Data for this task: Begin

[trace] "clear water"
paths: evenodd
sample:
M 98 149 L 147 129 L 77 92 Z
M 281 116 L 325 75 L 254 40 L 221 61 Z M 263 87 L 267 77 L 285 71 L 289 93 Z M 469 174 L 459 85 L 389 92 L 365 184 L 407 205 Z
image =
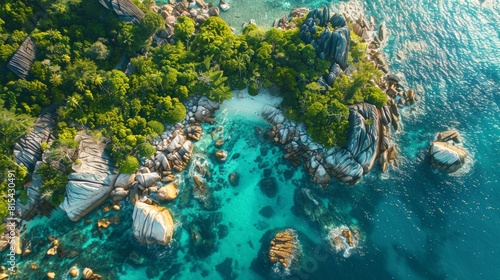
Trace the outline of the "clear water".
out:
M 288 10 L 280 6 L 282 1 L 227 2 L 232 8 L 222 17 L 235 27 L 250 18 L 270 25 Z M 345 1 L 306 1 L 304 5 L 325 3 L 338 6 Z M 314 186 L 300 168 L 283 160 L 279 147 L 255 134 L 255 126 L 267 126 L 256 115 L 259 101 L 238 105 L 242 101 L 234 98 L 217 115 L 224 127 L 228 160 L 219 163 L 211 156 L 209 131 L 216 125 L 204 125 L 205 136 L 196 144 L 198 155 L 206 157 L 212 170 L 207 184 L 213 190 L 216 210 L 200 209 L 196 200 L 183 203 L 177 199 L 169 205 L 178 226 L 176 241 L 157 252 L 164 258 L 146 257 L 139 266 L 127 261 L 134 248 L 130 207 L 118 214 L 95 211 L 87 217 L 91 224 L 73 224 L 63 213 L 55 213 L 50 221 L 31 225 L 26 236 L 37 240 L 58 235 L 67 253 L 74 247 L 80 255 L 43 257 L 49 248 L 45 241 L 34 246 L 35 253 L 19 260 L 21 270 L 29 271 L 20 279 L 42 279 L 49 270 L 64 272 L 74 263 L 119 279 L 287 279 L 270 270 L 251 269 L 252 261 L 262 257 L 258 251 L 265 232 L 286 227 L 299 230 L 311 242 L 305 250 L 309 266 L 290 279 L 499 279 L 500 1 L 486 0 L 482 5 L 476 0 L 358 3 L 377 22 L 386 22 L 391 35 L 385 53 L 391 70 L 418 89 L 421 102 L 416 112 L 404 112 L 400 165 L 388 178 L 374 170 L 354 187 L 334 184 L 320 192 L 324 202 L 357 224 L 366 238 L 351 257 L 330 251 L 321 243 L 322 233 L 290 211 L 294 189 Z M 290 1 L 290 5 L 302 3 Z M 462 133 L 471 157 L 459 172 L 447 175 L 429 167 L 427 149 L 435 133 L 450 128 Z M 235 154 L 239 158 L 233 159 Z M 266 168 L 272 169 L 279 185 L 273 199 L 258 187 Z M 233 170 L 241 175 L 237 187 L 227 183 Z M 284 179 L 287 170 L 293 171 L 292 180 Z M 193 184 L 188 173 L 179 178 L 183 190 Z M 268 205 L 275 212 L 270 219 L 258 214 Z M 199 215 L 213 218 L 214 212 L 220 213 L 220 221 L 197 219 Z M 99 235 L 96 221 L 113 215 L 120 216 L 120 223 Z M 209 256 L 200 255 L 191 247 L 192 224 L 213 227 L 219 233 L 221 225 L 227 226 L 227 236 L 217 238 Z M 216 266 L 226 258 L 232 259 L 234 277 L 217 272 Z M 32 262 L 38 264 L 36 272 L 28 268 Z

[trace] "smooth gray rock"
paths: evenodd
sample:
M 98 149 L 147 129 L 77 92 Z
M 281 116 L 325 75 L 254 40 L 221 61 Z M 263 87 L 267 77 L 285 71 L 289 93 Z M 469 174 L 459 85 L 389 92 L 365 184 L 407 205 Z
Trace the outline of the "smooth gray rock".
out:
M 154 183 L 160 181 L 161 177 L 158 173 L 152 172 L 152 173 L 145 173 L 145 174 L 137 174 L 136 175 L 137 181 L 139 181 L 139 184 L 142 186 L 149 188 L 151 187 Z
M 128 191 L 123 188 L 115 188 L 111 191 L 111 197 L 114 202 L 125 199 L 128 196 Z
M 114 188 L 122 188 L 124 190 L 129 190 L 130 186 L 135 181 L 135 174 L 119 174 L 116 177 L 115 183 L 114 183 Z
M 76 222 L 106 200 L 116 175 L 72 173 L 61 207 Z
M 37 173 L 37 169 L 42 165 L 41 161 L 38 161 L 35 165 L 35 170 L 33 171 L 33 176 L 31 177 L 30 184 L 26 187 L 28 194 L 28 203 L 22 204 L 19 199 L 16 201 L 16 210 L 20 212 L 23 219 L 27 217 L 32 217 L 38 213 L 37 204 L 41 197 L 40 189 L 42 188 L 42 177 Z M 31 213 L 35 211 L 35 213 Z
M 50 144 L 55 136 L 52 131 L 55 129 L 55 117 L 51 113 L 42 113 L 35 120 L 30 132 L 23 136 L 14 145 L 14 158 L 18 164 L 23 164 L 32 172 L 35 164 L 42 158 L 41 143 Z
M 365 174 L 370 171 L 377 156 L 378 133 L 379 115 L 377 108 L 368 103 L 352 105 L 349 113 L 346 149 L 363 166 Z
M 325 158 L 326 167 L 339 181 L 355 184 L 363 177 L 363 167 L 346 149 L 339 149 Z
M 111 156 L 106 151 L 106 145 L 97 143 L 90 135 L 78 134 L 79 141 L 78 159 L 79 164 L 73 164 L 72 169 L 76 173 L 117 173 Z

Data for this task: End

If a line in the data holds the string "rock", copy that line.

Written answer
[trace] "smooth gray rock"
Trace the outline of the "smooth gray rock".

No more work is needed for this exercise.